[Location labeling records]
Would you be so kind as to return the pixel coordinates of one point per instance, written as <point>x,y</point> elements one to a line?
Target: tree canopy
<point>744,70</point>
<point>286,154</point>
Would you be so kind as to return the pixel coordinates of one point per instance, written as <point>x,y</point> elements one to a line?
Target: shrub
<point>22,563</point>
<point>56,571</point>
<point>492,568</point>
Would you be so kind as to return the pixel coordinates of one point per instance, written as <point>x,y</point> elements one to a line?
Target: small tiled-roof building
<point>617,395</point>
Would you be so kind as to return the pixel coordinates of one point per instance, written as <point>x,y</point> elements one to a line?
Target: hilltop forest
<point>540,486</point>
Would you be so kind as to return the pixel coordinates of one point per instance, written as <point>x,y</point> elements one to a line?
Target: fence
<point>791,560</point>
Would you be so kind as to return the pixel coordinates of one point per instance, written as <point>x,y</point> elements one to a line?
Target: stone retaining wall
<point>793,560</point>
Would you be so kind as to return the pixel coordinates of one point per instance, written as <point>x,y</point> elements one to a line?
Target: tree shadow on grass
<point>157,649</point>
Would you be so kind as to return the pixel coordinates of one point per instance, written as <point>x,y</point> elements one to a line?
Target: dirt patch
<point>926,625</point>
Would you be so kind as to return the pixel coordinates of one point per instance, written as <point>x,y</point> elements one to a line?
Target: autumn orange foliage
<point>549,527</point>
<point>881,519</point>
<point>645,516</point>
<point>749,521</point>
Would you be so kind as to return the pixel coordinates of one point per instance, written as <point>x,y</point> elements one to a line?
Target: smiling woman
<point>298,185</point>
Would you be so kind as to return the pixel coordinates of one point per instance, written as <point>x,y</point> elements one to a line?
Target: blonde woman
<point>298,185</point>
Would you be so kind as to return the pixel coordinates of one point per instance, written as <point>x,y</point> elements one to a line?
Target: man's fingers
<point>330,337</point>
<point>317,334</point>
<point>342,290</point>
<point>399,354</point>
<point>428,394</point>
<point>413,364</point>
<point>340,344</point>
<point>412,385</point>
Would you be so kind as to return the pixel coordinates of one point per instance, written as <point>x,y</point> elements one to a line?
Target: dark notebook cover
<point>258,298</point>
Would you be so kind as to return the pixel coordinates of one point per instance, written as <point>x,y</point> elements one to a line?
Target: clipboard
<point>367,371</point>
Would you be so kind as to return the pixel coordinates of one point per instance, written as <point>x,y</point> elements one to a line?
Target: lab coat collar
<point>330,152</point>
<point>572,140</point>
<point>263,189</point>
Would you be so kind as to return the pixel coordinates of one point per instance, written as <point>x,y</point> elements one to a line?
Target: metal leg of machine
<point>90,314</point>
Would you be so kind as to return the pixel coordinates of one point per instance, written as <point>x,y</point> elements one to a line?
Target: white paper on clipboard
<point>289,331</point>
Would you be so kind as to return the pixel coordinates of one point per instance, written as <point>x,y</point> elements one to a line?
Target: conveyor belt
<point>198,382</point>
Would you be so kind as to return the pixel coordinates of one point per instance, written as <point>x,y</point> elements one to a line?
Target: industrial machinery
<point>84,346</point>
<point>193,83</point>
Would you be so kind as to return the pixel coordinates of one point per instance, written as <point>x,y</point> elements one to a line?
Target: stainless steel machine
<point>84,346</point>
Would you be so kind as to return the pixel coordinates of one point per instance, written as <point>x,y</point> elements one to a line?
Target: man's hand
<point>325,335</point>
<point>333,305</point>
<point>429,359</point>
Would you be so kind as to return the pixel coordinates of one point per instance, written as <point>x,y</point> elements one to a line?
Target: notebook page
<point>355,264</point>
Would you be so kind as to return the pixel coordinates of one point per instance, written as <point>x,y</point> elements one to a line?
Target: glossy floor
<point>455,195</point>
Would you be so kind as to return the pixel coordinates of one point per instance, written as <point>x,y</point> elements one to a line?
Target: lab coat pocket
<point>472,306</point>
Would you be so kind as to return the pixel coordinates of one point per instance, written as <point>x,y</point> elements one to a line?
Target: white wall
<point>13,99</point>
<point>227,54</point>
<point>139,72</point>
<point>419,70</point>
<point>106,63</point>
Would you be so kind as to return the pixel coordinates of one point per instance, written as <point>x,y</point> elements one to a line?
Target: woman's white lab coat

● Problem to solve:
All of the lines above need to be given again exactly.

● Answer to the exercise:
Would you be so kind as to return the pixel coordinates of one point per instance, written as <point>x,y</point> elements one to a line?
Target: tree canopy
<point>744,70</point>
<point>286,154</point>
Would you be so kind as to return the pixel coordinates of one point per instance, written as <point>x,y</point> elements one to a line?
Target: shrub
<point>22,563</point>
<point>56,571</point>
<point>492,568</point>
Would you be so kind as to return the pixel coordinates of one point per instance, written as <point>x,y</point> elements one to a line?
Target: small tiled-roof building
<point>617,395</point>
Would you be so kind as to return the pixel coordinates of one point per instance, written as <point>x,y</point> elements one to a line?
Target: hilltop forest
<point>540,486</point>
Would you be so kind as to return the pixel coordinates of one point per instance, written as <point>x,y</point> elements one to a line?
Target: fence
<point>791,560</point>
Would you be so kind as to return the pixel coordinates of one point per instance, written as <point>x,y</point> elements one to a line?
Target: stone retaining wall
<point>793,560</point>
Would you be so kind as to return the pixel coordinates of one point per instance, written as <point>x,y</point> elements one to a line?
Target: tree shadow on grass
<point>157,649</point>
Would you be so kind as to return the pixel coordinates of one point per instance, written as <point>x,y</point> elements one to a line?
Target: dirt patch
<point>926,625</point>
Would you be so kind as to return the pixel coordinates of one point per instance, written as <point>x,y</point> elements one to a line?
Target: autumn orange foliage
<point>549,527</point>
<point>881,519</point>
<point>645,516</point>
<point>749,521</point>
Would you be so kind as to return the pixel coordinates of one point per instance, written as <point>x,y</point> elements one to a line?
Target: smiling woman
<point>298,185</point>
Would you be so kind as to return the pixel coordinates of one point per instance, written as <point>x,y</point> elements one to a line?
Target: blonde woman
<point>298,185</point>
Would you be so kind as to return the pixel coordinates of one point per instance, written as <point>x,y</point> elements one to a line?
Target: man's fingers
<point>330,337</point>
<point>317,334</point>
<point>342,290</point>
<point>399,354</point>
<point>428,394</point>
<point>413,364</point>
<point>340,344</point>
<point>412,385</point>
Would you be so kind as to return the pixel coordinates of one point per instance, written as <point>x,y</point> elements one to a line?
Target: dark notebook cover
<point>258,298</point>
Would you be so kind as to return the pixel coordinates of one point per instance, written as <point>x,y</point> elements one to a line?
Target: clipboard
<point>367,371</point>
Would you be so kind as to return the pixel coordinates of one point per instance, written as <point>x,y</point> elements one to a line?
Target: lab coat collar
<point>330,152</point>
<point>572,140</point>
<point>263,189</point>
Would you be so kind as to return the pixel coordinates of one point per instance, written as <point>x,y</point> elements one to a line?
Target: metal leg of machine
<point>90,314</point>
Would you be so kind as to return the pixel coordinates of one point per instance, written as <point>x,y</point> elements one to a line?
Target: white paper on clipboard
<point>289,331</point>
Would you be so kind as to return the pixel coordinates of one point per instance, written as <point>x,y</point> elements one to a line?
Target: conveyor belt
<point>198,382</point>
Would you be so kind as to return the pixel coordinates of one point per instance, written as <point>x,y</point> elements one to a line?
Target: industrial machinery
<point>84,346</point>
<point>193,83</point>
Would you be so kind as to return the pixel coordinates of one point per instance, written as <point>x,y</point> elements one to a line?
Target: stainless steel machine
<point>84,346</point>
Would you be so kind as to return the pixel coordinates of one point per instance, written as <point>x,y</point> elements one to a line?
Target: man's hand
<point>325,335</point>
<point>333,305</point>
<point>429,359</point>
Would you be so kind as to return the pixel coordinates of one point per instance, written as <point>x,y</point> elements one to a line?
Target: notebook page
<point>355,264</point>
Would you be so kind as to return the pixel coordinates of one point per instance, written as <point>x,y</point> elements one to a line?
Target: glossy floor
<point>455,195</point>
Would you be so kind as to return the pixel coordinates of one point per instance, written as <point>x,y</point> elements one to a line?
Target: lab coat pocket
<point>472,306</point>
Would you be so kind as to return the pixel coordinates of one point per instance, written as <point>x,y</point> elements one to a line?
Target: white wall
<point>13,99</point>
<point>227,54</point>
<point>139,72</point>
<point>419,70</point>
<point>106,63</point>
Would you be so kind as to return the pixel coordinates of one point per instance, written as <point>x,y</point> elements one to a line?
Target: woman's white lab coat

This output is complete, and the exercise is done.